# TRECHO DO DOCUMENTO
Era final de tarde já e os gritinhos não paravam, mas demoramos a descobrir que eles vinham de nosso próprio pátio. Na Praia do Forte, Bahia, felizmente ainda são muitos os sons da Natureza que povoam os dias dos condomínios e ruas, como são também muitas as espécies que os emitem. Mas esses chamados eram insistentes, pungentes, e ao final descobrimos, escondida atrás do grande vaso de rosa-do-deserto, a autora do que eram na verdade pedidos de socorro.
Nas nossas mãos, gelada e assustada, materializou-se uma gambazinha órfã, de olhos ainda fechados e umas escassas vinte gramas. Uma breve olhada em volta nos convenceu que ela deveria ter caído da bolsa da mãe, provavelmente vivendo sob o telhado do condomínio, dois andares acima. Uma gambá-de-orelhas-brancas, Didelphis albiventris, uma das quatro espécies de gambás, sarigüês, mucuras, timbus ou cassacos, como são conhecidos conforme as regiões do Brasil onde ocorrem. Mas, principalmente, eles ocorrem dentro das cidades, abrigados nas casas, porões, forros de telhados, qualquer lugar em que possam encontrar abrigo. Nós roubamos o habitat das espécies silvestres com nossa urbanização galopante; algumas delas, porém, como os gambás, aprenderam a conviver com nossa espécie gananciosa e exclusivista, que não gosta de dividir seus espaços.

# ENUNCIADO A
Filtre as linhas abaixo e copie cada uma que tenha a palavra "tree", levando em conta maiúsculas e minúsculas.
As linhas a seguir não têm nenhuma relação com o trecho.

# DADOS ARMAZENADOS
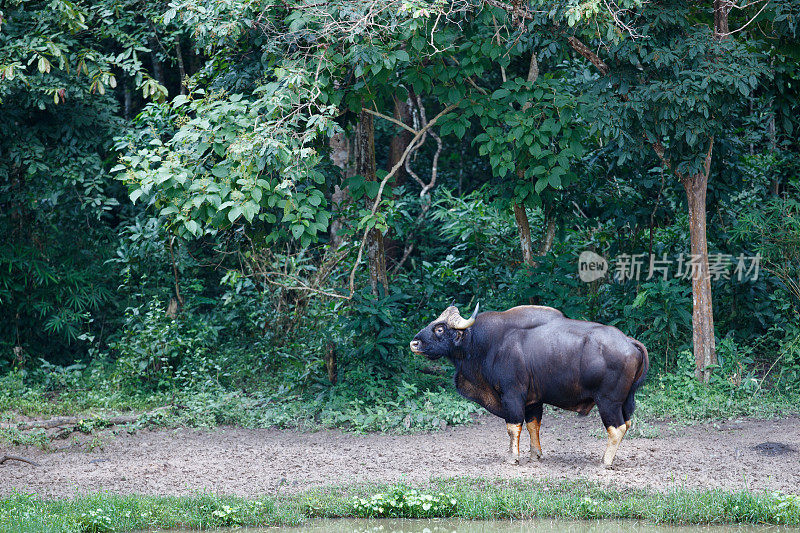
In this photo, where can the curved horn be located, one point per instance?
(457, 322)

--

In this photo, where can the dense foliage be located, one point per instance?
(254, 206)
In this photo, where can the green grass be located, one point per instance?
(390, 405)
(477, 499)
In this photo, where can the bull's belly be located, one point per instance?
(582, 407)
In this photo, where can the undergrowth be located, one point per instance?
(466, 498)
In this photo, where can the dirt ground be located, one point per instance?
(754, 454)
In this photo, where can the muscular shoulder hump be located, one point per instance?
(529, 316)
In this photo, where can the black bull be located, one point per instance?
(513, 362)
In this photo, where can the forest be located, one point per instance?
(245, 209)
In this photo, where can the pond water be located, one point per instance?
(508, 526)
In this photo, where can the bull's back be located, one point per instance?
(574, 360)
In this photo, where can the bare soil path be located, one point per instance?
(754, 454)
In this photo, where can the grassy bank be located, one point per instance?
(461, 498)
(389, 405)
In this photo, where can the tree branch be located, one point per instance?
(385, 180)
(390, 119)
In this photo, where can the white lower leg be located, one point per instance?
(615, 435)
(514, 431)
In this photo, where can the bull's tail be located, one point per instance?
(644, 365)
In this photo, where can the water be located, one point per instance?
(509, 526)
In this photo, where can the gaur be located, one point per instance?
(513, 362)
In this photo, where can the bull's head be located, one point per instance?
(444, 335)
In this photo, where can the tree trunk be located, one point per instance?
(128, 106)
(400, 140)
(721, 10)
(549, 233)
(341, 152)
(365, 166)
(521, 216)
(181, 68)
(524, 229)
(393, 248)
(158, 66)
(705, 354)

...

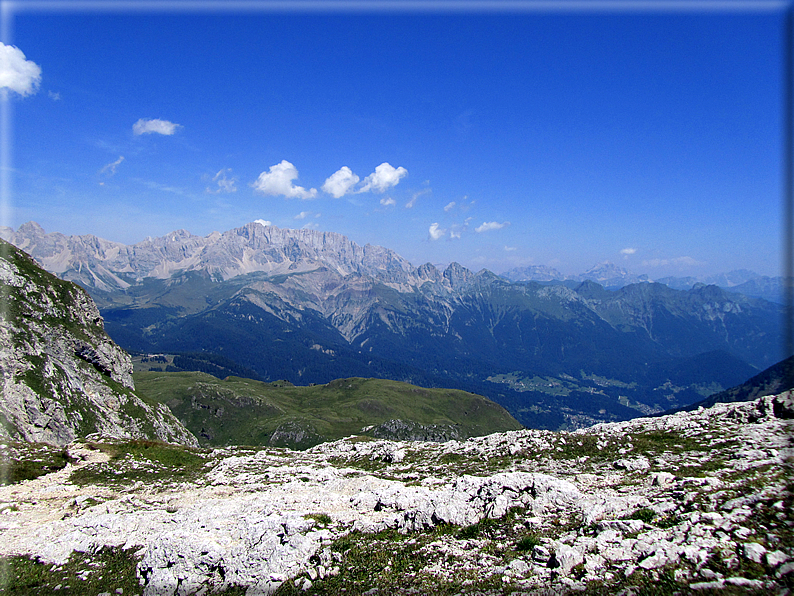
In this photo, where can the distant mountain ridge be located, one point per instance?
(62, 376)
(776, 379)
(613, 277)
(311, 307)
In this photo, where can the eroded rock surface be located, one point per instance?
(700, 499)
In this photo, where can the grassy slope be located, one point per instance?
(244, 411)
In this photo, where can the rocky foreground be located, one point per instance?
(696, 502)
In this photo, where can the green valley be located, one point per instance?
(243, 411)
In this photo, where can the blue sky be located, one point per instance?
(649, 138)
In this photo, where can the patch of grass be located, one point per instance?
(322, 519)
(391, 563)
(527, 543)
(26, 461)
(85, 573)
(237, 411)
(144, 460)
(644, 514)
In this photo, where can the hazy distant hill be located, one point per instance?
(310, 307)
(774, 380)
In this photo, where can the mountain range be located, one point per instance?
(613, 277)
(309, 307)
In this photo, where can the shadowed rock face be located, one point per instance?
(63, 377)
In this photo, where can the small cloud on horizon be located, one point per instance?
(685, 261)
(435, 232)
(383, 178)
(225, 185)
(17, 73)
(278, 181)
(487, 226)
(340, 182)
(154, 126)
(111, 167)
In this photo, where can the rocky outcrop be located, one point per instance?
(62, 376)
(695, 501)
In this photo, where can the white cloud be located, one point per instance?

# ENUNCIADO B
Passe para o inglês esta frase do trecho sobre a gambazinha: "Nas nossas mãos, gelada e assustada, materializou-se uma gambazinha órfã, de olhos ainda fechados e umas escassas vinte gramas."

# RESOLUÇÃO DO EXERCÍCIO A
In this photo, where can the tree branch be located, one point per instance?
In this photo, where can the tree trunk be located, one point per instance?

# RESOLUÇÃO DO EXERCÍCIO B
In our hands, cold and frightened, there appeared an orphaned little opossum, its eyes still closed, weighing a scant twenty grams.